[Segmentation labeling entries]
━━━━━━
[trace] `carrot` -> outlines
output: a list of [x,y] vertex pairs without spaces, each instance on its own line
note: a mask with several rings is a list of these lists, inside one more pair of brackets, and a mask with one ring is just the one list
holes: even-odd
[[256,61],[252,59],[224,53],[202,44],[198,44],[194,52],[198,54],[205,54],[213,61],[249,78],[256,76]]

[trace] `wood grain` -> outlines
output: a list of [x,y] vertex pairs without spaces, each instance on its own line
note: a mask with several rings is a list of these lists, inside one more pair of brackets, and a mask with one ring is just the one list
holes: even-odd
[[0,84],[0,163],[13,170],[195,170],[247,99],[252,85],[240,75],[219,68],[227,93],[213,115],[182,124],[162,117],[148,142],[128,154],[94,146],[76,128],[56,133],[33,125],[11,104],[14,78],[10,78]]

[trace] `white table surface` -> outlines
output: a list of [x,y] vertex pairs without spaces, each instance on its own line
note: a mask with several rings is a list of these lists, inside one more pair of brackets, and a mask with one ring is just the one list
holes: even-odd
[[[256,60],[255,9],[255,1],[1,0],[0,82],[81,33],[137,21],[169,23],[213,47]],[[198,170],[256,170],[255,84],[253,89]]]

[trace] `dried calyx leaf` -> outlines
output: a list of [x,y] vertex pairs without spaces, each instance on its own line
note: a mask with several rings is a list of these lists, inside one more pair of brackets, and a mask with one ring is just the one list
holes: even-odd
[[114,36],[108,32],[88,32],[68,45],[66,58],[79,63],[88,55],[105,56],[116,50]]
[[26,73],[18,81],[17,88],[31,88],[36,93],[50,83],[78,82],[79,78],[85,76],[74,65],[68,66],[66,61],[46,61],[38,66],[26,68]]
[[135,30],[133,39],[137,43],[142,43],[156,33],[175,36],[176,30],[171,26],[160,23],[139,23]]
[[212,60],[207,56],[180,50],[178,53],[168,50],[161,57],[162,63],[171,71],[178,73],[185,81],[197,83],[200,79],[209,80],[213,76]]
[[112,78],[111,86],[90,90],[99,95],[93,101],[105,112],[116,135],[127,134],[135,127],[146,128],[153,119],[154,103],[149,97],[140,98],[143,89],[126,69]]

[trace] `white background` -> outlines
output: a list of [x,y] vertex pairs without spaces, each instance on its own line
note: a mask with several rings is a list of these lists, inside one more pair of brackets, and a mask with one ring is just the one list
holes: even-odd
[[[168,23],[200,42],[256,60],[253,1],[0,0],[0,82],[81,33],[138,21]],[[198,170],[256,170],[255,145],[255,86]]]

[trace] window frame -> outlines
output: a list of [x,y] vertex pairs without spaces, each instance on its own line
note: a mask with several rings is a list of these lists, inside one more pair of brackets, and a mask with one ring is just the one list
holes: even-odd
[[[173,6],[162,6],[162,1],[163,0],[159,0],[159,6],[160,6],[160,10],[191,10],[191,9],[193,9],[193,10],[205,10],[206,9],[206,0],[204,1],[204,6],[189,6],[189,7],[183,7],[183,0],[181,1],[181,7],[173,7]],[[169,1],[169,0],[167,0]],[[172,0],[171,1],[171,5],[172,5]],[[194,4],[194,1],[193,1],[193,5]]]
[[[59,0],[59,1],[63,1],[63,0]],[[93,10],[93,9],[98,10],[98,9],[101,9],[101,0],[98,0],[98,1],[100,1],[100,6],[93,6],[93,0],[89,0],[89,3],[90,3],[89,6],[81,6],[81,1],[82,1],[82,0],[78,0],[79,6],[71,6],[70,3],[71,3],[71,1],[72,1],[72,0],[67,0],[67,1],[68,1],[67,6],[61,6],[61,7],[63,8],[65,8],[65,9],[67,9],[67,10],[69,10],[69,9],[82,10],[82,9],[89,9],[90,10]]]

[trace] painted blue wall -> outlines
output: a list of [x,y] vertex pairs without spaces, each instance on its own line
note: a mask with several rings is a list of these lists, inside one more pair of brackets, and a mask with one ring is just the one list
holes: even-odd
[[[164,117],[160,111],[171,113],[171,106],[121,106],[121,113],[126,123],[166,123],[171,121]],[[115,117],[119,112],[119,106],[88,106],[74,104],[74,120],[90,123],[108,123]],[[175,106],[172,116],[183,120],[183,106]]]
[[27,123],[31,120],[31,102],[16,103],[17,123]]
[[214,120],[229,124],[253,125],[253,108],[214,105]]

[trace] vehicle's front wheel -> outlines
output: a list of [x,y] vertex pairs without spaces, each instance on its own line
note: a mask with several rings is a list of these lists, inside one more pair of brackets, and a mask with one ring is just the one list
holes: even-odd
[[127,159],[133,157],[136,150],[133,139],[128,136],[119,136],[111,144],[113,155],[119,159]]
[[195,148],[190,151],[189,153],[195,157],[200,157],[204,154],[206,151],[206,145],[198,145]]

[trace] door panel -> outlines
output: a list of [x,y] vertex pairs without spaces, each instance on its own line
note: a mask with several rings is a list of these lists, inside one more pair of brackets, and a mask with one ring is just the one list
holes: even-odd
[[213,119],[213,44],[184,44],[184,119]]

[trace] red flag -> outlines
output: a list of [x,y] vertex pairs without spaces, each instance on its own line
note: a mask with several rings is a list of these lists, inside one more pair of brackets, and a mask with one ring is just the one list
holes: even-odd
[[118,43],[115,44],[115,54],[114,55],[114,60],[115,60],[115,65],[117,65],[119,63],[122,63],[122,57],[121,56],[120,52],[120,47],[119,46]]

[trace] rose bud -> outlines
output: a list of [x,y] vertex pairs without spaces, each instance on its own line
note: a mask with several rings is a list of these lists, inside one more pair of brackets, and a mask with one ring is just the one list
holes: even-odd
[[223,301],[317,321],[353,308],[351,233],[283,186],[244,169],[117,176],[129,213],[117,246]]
━━━━━━
OBJECTIVE ▸ Return each entry from above without altering a single character.

THE SOLUTION ▸
[trace] `carrot` -> outlines
output: a list of [x,y] vertex pairs without spaces, each instance on its own line
note: a mask with several rings is a list of these lists, inside one more pair of brackets, and a mask with one ring is just the one list
holes: even-odd
[[256,61],[252,59],[224,53],[202,44],[198,44],[194,52],[198,54],[205,54],[213,61],[249,78],[256,76]]

[trace] `wood grain` -> outlines
output: a list of [x,y] vertex pairs without spaces, each instance on its own line
note: a mask with several rings is a list of these lists, inside one more pair of brackets, and a mask with one ring is just the one list
holes: even-odd
[[0,84],[0,163],[13,170],[195,170],[247,99],[252,85],[240,75],[219,68],[227,93],[213,115],[182,124],[162,117],[148,142],[128,154],[94,146],[76,128],[56,133],[33,125],[11,104],[14,78],[10,78]]

[trace] `white table surface` -> outlines
output: a list of [x,y] vertex pairs without spaces, each instance on its own line
note: a mask with several rings is a list of these lists, inside one more pair of brackets, and a mask with one ring is just the one list
holes: even-odd
[[[256,60],[255,9],[255,1],[1,0],[0,82],[81,33],[137,21],[169,23],[213,47]],[[198,170],[256,170],[255,84],[253,89]]]

[trace] `dried calyx leaf` -> outlines
output: a list of [x,y] vertex pairs without spaces, each instance on its own line
note: a mask with several rings is a list of these lists, inside one more pair of brackets, and a mask with one ring is just the one list
holes: even-odd
[[114,36],[108,32],[88,32],[68,45],[66,58],[79,63],[88,55],[105,56],[116,50]]
[[26,73],[18,81],[17,88],[31,88],[36,93],[50,83],[78,82],[79,78],[85,76],[74,65],[68,66],[66,61],[46,61],[38,66],[26,68]]
[[135,30],[133,39],[137,43],[142,43],[156,33],[175,36],[176,30],[171,26],[160,23],[139,23]]
[[212,60],[207,56],[180,50],[178,53],[168,50],[161,57],[162,63],[171,71],[178,73],[185,81],[197,83],[200,79],[209,80],[213,76]]
[[112,78],[111,86],[90,90],[99,95],[93,101],[105,112],[116,135],[127,134],[135,127],[146,128],[153,119],[154,103],[149,97],[140,98],[143,89],[126,69]]

[trace] `white background` -> outlines
output: a list of [x,y] vertex pairs without spaces, each instance on its own line
note: a mask with several rings is a list of these lists, inside one more pair of brackets, and a mask with one ring is just the one list
holes: even-odd
[[[168,23],[200,42],[256,60],[253,1],[0,0],[0,82],[81,33],[138,21]],[[198,170],[256,170],[255,145],[255,86]]]

[trace] window frame -> outlines
output: a list of [x,y] vertex pairs without spaces, each instance on its own line
note: a mask with several rings is a list of these lists, inside one more pair of brackets, and a mask with one ring is just the one list
holes: even-odd
[[[173,6],[162,6],[162,1],[163,0],[159,0],[159,6],[160,6],[160,10],[191,10],[191,9],[193,9],[193,10],[205,10],[206,9],[206,0],[204,1],[204,6],[189,6],[189,7],[183,7],[183,0],[181,1],[181,7],[173,7]],[[169,1],[169,0],[167,0]],[[172,0],[171,1],[171,5],[172,5]],[[194,4],[194,1],[193,1],[193,5]]]
[[[59,0],[59,1],[63,1],[63,0]],[[93,10],[93,9],[98,10],[98,9],[101,9],[101,0],[98,0],[98,1],[100,1],[100,6],[93,6],[93,0],[89,0],[89,3],[90,3],[89,6],[81,6],[81,1],[82,1],[82,0],[78,0],[79,6],[71,6],[70,3],[71,3],[71,1],[72,1],[72,0],[67,0],[67,1],[68,1],[67,6],[61,6],[61,7],[63,8],[65,8],[65,9],[67,9],[67,10],[69,10],[69,9],[82,10],[82,9],[89,9],[90,10]]]

[trace] painted blue wall -> outlines
output: a list of [x,y] vertex pairs without spaces, each instance on its own line
note: a mask with several rings is a list of these lists, inside one more pair of brackets, and a mask with one ring is just the one list
holes: even-odd
[[[164,117],[160,111],[171,113],[171,106],[121,106],[121,113],[126,123],[166,123],[171,121]],[[115,117],[119,112],[119,106],[88,106],[74,104],[74,120],[90,123],[108,123]],[[175,106],[172,116],[183,120],[183,106]]]
[[27,123],[31,120],[31,102],[16,103],[17,123]]
[[214,120],[229,124],[253,125],[253,108],[214,105]]

[trace] vehicle's front wheel -> outlines
output: a list of [x,y] vertex pairs without spaces, each instance on its own line
note: a mask with several rings is a list of these lists, inside one more pair of brackets, and a mask with one ring is just the one list
holes: even-odd
[[127,159],[133,157],[136,150],[133,139],[128,136],[119,136],[111,144],[113,155],[119,159]]
[[195,148],[190,151],[189,153],[195,157],[200,157],[204,154],[206,151],[206,145],[198,145]]

[trace] door panel -> outlines
output: a list of [x,y] vertex pairs without spaces, each instance on its own line
note: a mask with several rings is a list of these lists, inside one more pair of brackets, and a mask with one ring is just the one list
holes: even-odd
[[213,119],[213,44],[184,44],[184,119]]

[trace] red flag -> outlines
output: a list of [x,y] vertex pairs without spaces, each instance on its own line
note: a mask with several rings is a list of these lists, inside one more pair of brackets, and a mask with one ring is just the one list
holes: even-odd
[[118,43],[115,44],[115,54],[114,55],[114,60],[115,60],[115,65],[117,65],[119,63],[122,63],[122,57],[121,56],[120,52],[120,47],[119,46]]

[trace] rose bud -> outlines
output: a list of [x,y] vertex pairs without spaces, each instance on its own line
note: a mask with several rings is a list of these lists, inside one more pair of brackets, and a mask with one ring is just the one list
holes: even-odd
[[223,301],[317,321],[353,308],[351,233],[283,186],[244,169],[117,176],[129,213],[117,246]]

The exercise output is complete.